>> start PROVIDED PASSAGE

Saturday, October 18, 2014
I stand corrected...
Well, it's here. The dreaded pullback, correction, slump, value reset, whatever. Is it over? I guess we'll know when it's over and things are a ways past in the other direction. Interestingly, it doesn't seem so bad, now that it's happening. We're in the midst of earnings season. Most of my companies are reporting solid earnings. My utilities and REITs haven't budged. A few of my stocks have risen; utilities, KO, a few others. I'm not sure this correction has legs...jobs reports are ok, inflation apparently isn't heating up, Fed hasn't started to raise rates. I'm all in, and not anxious to sell anything to raise cash, so I'm sitting on my hands. Every quarter, my positions grow by 1% or so, in addition to new money flowing into the 401k. It's not clear to me that Syria, Ukraine, Ebola or any other event is likely to change the business climate for my large multinational companies or the American economy, so I can't see a reason to run to cash. Sit tight...that's right.
Saturday, October 4, 2014
Endless monitoring
I'm stuck in a hotel room, so I returned to my favorite internet pastime, reading financial blogs and monitoring my retirement portfolio.
Just for fun, I checked to see how yearly dividends are doing on each of my holdings. Very gratifying...issue by issue, with DRIP, the dividends keep going up. A few didn't, and I checked specifically on these. None are in trouble, none are worth selling, in my view.
I could tell that roughly speaking, I'm getting about 10% more in dividends this year than I did last year.

>> end PROVIDED PASSAGE

Copy the investing blog starting at the words "Just for fun, I" and stopping after "did last year.", replacing each "dividends" with "payouts".

>> start PROVIDED MATERIAL

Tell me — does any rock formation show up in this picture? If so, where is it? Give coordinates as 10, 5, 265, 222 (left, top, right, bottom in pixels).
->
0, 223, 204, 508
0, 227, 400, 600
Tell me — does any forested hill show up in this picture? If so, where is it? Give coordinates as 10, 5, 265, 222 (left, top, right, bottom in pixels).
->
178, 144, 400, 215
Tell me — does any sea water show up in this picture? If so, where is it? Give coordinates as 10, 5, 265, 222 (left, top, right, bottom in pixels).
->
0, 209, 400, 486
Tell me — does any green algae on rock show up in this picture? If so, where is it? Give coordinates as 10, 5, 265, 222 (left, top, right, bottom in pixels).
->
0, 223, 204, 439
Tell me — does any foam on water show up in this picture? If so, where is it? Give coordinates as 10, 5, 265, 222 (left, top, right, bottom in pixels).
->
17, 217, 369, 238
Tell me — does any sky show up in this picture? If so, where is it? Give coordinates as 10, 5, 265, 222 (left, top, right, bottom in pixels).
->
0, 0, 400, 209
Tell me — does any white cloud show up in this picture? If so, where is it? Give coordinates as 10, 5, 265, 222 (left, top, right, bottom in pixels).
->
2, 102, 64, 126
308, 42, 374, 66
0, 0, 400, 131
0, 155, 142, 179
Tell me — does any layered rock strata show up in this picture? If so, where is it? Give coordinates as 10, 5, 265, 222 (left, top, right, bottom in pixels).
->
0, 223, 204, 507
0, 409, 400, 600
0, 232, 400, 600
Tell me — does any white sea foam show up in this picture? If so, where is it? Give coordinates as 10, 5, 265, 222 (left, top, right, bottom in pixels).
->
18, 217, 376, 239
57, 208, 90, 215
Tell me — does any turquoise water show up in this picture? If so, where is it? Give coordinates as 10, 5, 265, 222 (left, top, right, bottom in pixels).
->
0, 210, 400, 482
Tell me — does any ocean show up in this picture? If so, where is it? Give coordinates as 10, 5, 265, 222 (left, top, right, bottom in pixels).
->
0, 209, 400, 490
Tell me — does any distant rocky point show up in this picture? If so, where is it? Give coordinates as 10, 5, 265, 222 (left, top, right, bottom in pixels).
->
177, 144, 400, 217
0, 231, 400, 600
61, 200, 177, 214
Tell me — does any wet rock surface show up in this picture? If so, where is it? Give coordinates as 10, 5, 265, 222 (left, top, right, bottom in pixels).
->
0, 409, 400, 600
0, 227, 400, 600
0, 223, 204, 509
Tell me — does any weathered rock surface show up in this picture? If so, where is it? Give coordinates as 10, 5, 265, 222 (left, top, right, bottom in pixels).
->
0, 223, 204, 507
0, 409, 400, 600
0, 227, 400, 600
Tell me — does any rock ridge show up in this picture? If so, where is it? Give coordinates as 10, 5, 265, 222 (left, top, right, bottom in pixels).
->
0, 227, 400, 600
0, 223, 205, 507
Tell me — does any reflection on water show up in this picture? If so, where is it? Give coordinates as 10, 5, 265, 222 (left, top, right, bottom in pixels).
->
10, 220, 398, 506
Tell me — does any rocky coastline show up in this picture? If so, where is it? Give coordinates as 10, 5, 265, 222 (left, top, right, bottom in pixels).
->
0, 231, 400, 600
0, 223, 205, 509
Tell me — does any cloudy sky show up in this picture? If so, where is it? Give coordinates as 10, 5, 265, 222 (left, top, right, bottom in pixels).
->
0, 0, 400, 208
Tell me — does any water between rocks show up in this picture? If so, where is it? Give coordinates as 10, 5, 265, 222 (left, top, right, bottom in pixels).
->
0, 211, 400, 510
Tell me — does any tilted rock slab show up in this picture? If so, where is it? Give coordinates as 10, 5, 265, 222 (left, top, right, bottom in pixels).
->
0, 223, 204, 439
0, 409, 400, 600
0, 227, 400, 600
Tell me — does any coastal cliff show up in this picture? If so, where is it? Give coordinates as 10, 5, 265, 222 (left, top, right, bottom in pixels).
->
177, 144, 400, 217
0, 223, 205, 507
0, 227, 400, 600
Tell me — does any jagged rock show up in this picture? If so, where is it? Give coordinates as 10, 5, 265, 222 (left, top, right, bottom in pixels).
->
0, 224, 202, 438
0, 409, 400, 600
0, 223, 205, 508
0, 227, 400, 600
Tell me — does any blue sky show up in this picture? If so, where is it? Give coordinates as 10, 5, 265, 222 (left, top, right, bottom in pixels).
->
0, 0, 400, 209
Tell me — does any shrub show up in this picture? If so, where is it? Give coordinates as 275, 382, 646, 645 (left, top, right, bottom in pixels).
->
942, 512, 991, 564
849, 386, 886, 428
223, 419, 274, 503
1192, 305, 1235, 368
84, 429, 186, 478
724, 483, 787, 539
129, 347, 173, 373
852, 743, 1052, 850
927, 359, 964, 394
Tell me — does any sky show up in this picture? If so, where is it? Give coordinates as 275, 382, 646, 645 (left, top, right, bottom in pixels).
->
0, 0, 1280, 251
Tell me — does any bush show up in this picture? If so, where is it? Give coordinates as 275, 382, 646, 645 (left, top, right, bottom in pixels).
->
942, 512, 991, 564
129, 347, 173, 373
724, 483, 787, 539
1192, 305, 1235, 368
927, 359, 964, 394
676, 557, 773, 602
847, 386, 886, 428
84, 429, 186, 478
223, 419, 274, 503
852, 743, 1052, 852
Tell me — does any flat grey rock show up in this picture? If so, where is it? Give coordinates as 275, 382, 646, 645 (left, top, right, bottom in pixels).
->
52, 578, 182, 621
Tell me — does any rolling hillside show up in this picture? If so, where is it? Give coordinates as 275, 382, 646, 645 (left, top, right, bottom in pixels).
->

>> end PROVIDED MATERIAL

**EXERCISE SOLUTION**
Just for fun, I checked to see how yearly payouts are doing on each of my holdings. Very gratifying...issue by issue, with DRIP, the payouts keep going up. A few didn't, and I checked specifically on these. None are in trouble, none are worth selling, in my view.
I could tell that roughly speaking, I'm getting about 10% more in payouts this year than I did last year.